-- start Entries shown --

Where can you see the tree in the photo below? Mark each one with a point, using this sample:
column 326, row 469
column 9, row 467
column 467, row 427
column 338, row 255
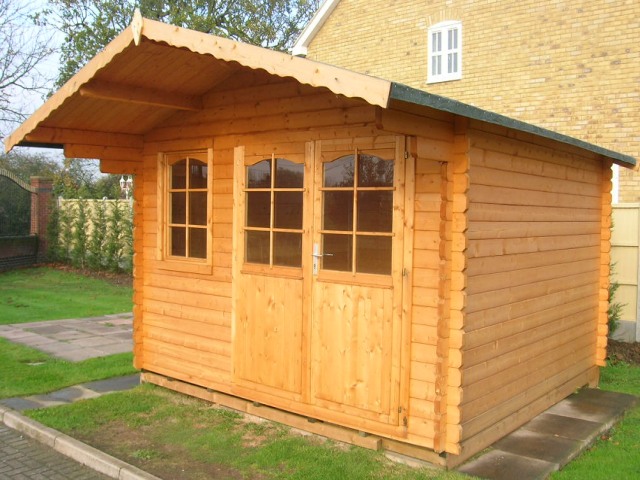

-- end Entries shown --

Write out each line of the listing above word for word, omitting the pictures.

### Problem solution
Where can you see the tree in the photo below? Mark each one with a point, using this sample:
column 326, row 469
column 9, row 467
column 467, row 427
column 338, row 255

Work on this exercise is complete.